_Requirement 1:_ List every person mentioned by name in the hotel article.
_Requirement 2:_
Answer these questions from the hotel article.
(a) In what month and year will the world's last commercial hotel close its doors?
(b) What hotel group did Barry Sternlicht found?
(c) What did Marriott convert a large part of its centrally located lodging properties into?
_Requirement 3:_ Carry the hotel article forward from its final sentence.

_Document passage:_
=====
Skip to content

The last hotel of the world closes its doors

Hamburg, Germany – October 2016 – A cheeky interjection of Carsten Hennig, Managing Editor Europe
bett-decke-foundry-pixabayIn November 2032, the world’s last commercial hotel will close its doors. This disastrous development started on September 23rd 2016, just after Airbnb had announced another funding round with more than 550 million dollars. – Before you now turn your back on this reading of dark foreboding, please give me a chance to clarify the revolutionary market changes with a precise illustration of my assumptions. Expressed disagreement is strongly requested!

Airbnb, the globally hated distributor of private housing, won the race of digitizing accommodation. Although they are still far away from operating profitably, more and more sponsors invest in further developing the booking portal. People ignored warning words of investor legends like Warren Buffet. Even hotel investor veterans like Barry Sternlicht, the founder of Starwood Hotels (the group did not exist anymore in autumn 2016), further counted on business hotels – with heavy losses, as known today.

First premonitions about dramatic market changes could be noticed at the end of 2017, when the US family Marriott sold major shares of their hotel group. Just as a reminder, Marriott once used to be by far the largest hotel group worldwide. They switched branches with great skill and empathy and converted a large part of their centrally located lodging properties into comfortable residential homes for wealthy ‘best agers’ and rehabilitation centres for elderly people.
=====
_Record extracts:_
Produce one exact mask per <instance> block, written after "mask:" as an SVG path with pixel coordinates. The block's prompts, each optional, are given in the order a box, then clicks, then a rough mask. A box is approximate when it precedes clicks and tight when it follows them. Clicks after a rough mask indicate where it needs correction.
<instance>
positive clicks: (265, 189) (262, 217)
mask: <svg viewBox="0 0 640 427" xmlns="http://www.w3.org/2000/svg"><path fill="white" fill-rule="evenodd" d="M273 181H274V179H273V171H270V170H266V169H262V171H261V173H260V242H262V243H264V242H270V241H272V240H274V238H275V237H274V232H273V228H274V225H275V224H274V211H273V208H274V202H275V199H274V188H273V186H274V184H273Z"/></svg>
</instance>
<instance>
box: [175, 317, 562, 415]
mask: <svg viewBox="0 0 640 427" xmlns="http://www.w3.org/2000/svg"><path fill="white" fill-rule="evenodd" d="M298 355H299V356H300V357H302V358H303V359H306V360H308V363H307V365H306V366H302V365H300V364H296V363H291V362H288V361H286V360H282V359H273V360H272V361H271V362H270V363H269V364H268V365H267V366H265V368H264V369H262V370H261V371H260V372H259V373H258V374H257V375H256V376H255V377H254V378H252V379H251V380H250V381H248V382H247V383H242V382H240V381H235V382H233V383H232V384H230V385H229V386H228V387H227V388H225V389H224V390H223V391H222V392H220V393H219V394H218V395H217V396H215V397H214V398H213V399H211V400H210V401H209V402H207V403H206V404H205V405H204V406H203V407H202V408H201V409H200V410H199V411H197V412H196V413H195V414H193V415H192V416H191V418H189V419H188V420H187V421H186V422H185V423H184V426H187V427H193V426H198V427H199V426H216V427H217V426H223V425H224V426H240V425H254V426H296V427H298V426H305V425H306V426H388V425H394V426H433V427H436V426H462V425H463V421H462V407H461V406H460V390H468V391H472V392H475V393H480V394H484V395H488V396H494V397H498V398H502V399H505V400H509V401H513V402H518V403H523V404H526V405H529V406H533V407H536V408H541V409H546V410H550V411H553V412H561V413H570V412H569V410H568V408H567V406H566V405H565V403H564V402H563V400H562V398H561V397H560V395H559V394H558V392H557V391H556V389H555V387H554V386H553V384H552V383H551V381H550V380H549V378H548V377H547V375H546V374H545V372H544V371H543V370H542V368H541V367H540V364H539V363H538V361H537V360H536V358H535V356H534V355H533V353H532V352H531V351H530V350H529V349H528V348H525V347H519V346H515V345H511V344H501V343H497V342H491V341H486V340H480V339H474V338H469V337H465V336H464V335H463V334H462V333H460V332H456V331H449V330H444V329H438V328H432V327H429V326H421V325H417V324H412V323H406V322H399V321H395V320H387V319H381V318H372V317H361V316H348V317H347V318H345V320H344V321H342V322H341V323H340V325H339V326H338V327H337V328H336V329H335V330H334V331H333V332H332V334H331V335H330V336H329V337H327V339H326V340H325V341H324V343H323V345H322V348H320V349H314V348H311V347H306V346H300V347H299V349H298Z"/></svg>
=====
_Your response 1:_ Carsten Hennig, Warren Buffet, Barry Sternlicht

_Your response 2:_
(a) November 2032
(b) Starwood Hotels
(c) Comfortable residential homes for wealthy "best agers" and rehabilitation centres for elderly people

_Your response 3:_
Overnight stays away from home have long become a private issue –highly professionalised, though. When the first management trainees quit their jobs and became self-employed professional hosts, providing furnished apartments and small flats in urban areas, this was only worth a side note for experienced market observers.

Of course, there are still some hotels today but totally different than assumed. Booking, check-in and supply with laundry and breakfast automatically work with smartphones and delivery drones.

However, the personal requirements for hosts have become completely different over the years. Every host turned into a sales director and his profiles in social networks became booking factors, true to the motto: “I am your best host”. Only, the hotel evaluation system, which was oriented towards individual personalities, turned out to be a legal challenge at the beginning: First landmark decisions were meant to prohibit this kind of review completely. However, it was very interesting to see that people ignored them anywhere in the world.

The global accommodation market became increasingly important and offered great opportunities for several founders and service providers. Also the Airbnb-academies gained enormous attendance with the aim of educating and training the hosts in popular campus locations like Munich, the old town of Dublin and Malta. Moreover, franchisees, like former private hotel schools, earned plenty of money by proactively shifting their study programs to Airbnb – “the google of hospitality”.

Several market players, who tried to make private hosts independent from Airbnb by offering direct booking opportunities, could not succeed on the market. Classical SEO and SEM measures of early digital revolution years were replaced by PR strategies and storytelling trainings faster than anticipated. Newcomers from finance, who used to be very successful in finance product sales, quickly overtook many new hoteliers.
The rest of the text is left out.